**PROBLEM TO SOLVE**. Write out the listing exactly as it is given.

## START RECORDS PROVIDED

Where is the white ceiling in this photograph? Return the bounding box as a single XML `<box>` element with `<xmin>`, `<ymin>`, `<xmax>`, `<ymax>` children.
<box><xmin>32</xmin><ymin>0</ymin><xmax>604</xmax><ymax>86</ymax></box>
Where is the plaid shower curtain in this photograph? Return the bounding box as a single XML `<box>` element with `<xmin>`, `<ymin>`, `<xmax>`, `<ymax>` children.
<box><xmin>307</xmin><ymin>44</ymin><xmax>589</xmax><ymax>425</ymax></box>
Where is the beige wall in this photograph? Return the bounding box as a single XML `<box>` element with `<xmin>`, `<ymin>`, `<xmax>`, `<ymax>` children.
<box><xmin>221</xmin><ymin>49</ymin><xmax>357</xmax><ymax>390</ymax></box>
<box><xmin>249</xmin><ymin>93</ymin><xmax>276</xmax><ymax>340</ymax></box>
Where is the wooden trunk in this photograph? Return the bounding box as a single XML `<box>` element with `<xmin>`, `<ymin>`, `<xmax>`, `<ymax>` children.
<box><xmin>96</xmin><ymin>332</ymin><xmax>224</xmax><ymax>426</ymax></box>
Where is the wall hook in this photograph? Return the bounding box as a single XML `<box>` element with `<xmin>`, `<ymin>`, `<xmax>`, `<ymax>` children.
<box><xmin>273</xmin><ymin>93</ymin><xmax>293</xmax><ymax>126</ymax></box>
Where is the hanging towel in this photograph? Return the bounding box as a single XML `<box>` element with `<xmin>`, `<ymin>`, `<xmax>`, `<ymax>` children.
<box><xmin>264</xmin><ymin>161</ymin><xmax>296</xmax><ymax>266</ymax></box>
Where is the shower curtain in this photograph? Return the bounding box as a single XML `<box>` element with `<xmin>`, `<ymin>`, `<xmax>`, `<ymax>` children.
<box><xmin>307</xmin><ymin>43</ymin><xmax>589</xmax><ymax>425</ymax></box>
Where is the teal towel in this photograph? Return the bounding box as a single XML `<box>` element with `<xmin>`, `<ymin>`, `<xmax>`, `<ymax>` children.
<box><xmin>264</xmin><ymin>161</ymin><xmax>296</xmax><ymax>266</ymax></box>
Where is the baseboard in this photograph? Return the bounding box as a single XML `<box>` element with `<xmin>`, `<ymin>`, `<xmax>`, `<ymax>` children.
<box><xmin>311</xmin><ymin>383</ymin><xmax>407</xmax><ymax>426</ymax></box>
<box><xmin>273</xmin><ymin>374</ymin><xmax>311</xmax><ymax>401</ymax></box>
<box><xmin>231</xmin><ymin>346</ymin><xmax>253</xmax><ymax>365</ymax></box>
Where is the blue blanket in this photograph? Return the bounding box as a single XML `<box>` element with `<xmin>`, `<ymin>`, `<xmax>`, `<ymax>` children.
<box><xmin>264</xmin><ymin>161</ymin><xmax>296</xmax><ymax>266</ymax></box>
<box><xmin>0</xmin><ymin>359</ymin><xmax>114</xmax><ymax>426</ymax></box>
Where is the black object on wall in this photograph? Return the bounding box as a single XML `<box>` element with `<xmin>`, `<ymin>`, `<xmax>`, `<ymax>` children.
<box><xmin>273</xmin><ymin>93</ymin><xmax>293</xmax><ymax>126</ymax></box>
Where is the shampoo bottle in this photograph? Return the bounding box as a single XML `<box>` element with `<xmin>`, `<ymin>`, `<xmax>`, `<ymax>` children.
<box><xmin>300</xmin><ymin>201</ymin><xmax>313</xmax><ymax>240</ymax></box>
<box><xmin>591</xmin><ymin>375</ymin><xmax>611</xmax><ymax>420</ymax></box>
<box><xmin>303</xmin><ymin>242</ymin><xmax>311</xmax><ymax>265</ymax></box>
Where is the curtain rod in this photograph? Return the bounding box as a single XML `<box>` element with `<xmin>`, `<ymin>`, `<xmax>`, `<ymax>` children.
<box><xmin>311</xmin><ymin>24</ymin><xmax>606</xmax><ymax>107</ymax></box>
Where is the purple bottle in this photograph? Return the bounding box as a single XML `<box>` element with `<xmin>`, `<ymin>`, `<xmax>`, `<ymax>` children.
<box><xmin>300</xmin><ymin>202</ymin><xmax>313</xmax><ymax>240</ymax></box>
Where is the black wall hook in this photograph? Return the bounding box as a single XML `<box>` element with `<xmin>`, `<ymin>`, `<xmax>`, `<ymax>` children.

## END RECORDS PROVIDED

**TASK ANSWER**.
Where is the white ceiling in this photograph? Return the bounding box as a single XML `<box>` element with `<xmin>`, `<ymin>`, `<xmax>`, `<ymax>` children.
<box><xmin>32</xmin><ymin>0</ymin><xmax>604</xmax><ymax>86</ymax></box>
Where is the plaid shower curtain in this photograph? Return the bounding box as a single XML `<box>` element with `<xmin>`, `<ymin>`, `<xmax>`, `<ymax>` children.
<box><xmin>307</xmin><ymin>44</ymin><xmax>589</xmax><ymax>425</ymax></box>
Where is the beige wall in this photograph? Return the bounding box as a single XML `<box>` element with `<xmin>`, `<ymin>`, `<xmax>`, `<ymax>` children.
<box><xmin>221</xmin><ymin>49</ymin><xmax>357</xmax><ymax>390</ymax></box>
<box><xmin>249</xmin><ymin>93</ymin><xmax>276</xmax><ymax>340</ymax></box>
Where is the wooden trunk in this photograph? Return the bounding box as a single XML `<box>` element with `<xmin>`, `<ymin>`, `<xmax>`, `<ymax>` children.
<box><xmin>96</xmin><ymin>332</ymin><xmax>224</xmax><ymax>426</ymax></box>
Where is the wall hook in this photograph? Return the bounding box as a single XML `<box>` element with `<xmin>`, `<ymin>`, `<xmax>`, `<ymax>` children.
<box><xmin>273</xmin><ymin>93</ymin><xmax>293</xmax><ymax>126</ymax></box>
Where is the hanging towel in this photograph? Return the bounding box as a single XML `<box>` element with `<xmin>`, `<ymin>`, `<xmax>`, `<ymax>` children.
<box><xmin>264</xmin><ymin>161</ymin><xmax>296</xmax><ymax>266</ymax></box>
Where is the shower curtain in this photograph? Return the bounding box as a single XML `<box>` element with `<xmin>`, `<ymin>`, `<xmax>`, `<ymax>` children.
<box><xmin>307</xmin><ymin>43</ymin><xmax>589</xmax><ymax>425</ymax></box>
Where is the teal towel in this photograph? Return the bounding box as a single XML `<box>` element with `<xmin>`, `<ymin>`, `<xmax>`, `<ymax>` children.
<box><xmin>264</xmin><ymin>161</ymin><xmax>296</xmax><ymax>266</ymax></box>
Where is the baseboard in this photograph? Return the bounding box as a single XML `<box>` element with `<xmin>`, `<ymin>`, `<xmax>`, `<ymax>` children.
<box><xmin>311</xmin><ymin>383</ymin><xmax>407</xmax><ymax>426</ymax></box>
<box><xmin>273</xmin><ymin>374</ymin><xmax>311</xmax><ymax>401</ymax></box>
<box><xmin>231</xmin><ymin>346</ymin><xmax>253</xmax><ymax>365</ymax></box>
Where is the blue blanket in this photograph? Return the bounding box as a single XML `<box>` element with `<xmin>`, `<ymin>`, `<xmax>`, `<ymax>` children.
<box><xmin>264</xmin><ymin>161</ymin><xmax>296</xmax><ymax>266</ymax></box>
<box><xmin>0</xmin><ymin>359</ymin><xmax>114</xmax><ymax>426</ymax></box>
Where is the black object on wall in this photograph? Return the bounding box as a single XML `<box>` element with `<xmin>`, `<ymin>`, `<xmax>`, `<ymax>` children.
<box><xmin>273</xmin><ymin>93</ymin><xmax>293</xmax><ymax>126</ymax></box>
Where is the shampoo bottle in this photograph? Return the bounding box as a single XML `<box>` element with `<xmin>`, `<ymin>`, `<xmax>`, `<ymax>` children.
<box><xmin>300</xmin><ymin>201</ymin><xmax>313</xmax><ymax>240</ymax></box>
<box><xmin>591</xmin><ymin>375</ymin><xmax>611</xmax><ymax>420</ymax></box>
<box><xmin>303</xmin><ymin>242</ymin><xmax>311</xmax><ymax>265</ymax></box>
Where is the curtain rod in this photograph? Return the bounding box as a single XML `<box>` element with `<xmin>`, `<ymin>`, `<xmax>`, `<ymax>` children.
<box><xmin>311</xmin><ymin>24</ymin><xmax>606</xmax><ymax>107</ymax></box>
Where is the purple bottle in this photograph? Return the bounding box as a single XML `<box>` element with `<xmin>`, `<ymin>`, `<xmax>`, `<ymax>` children.
<box><xmin>300</xmin><ymin>202</ymin><xmax>313</xmax><ymax>240</ymax></box>
Where is the black wall hook in this photograph? Return the bounding box as a single XML `<box>` element with `<xmin>`, `<ymin>`, `<xmax>`, `<ymax>` children.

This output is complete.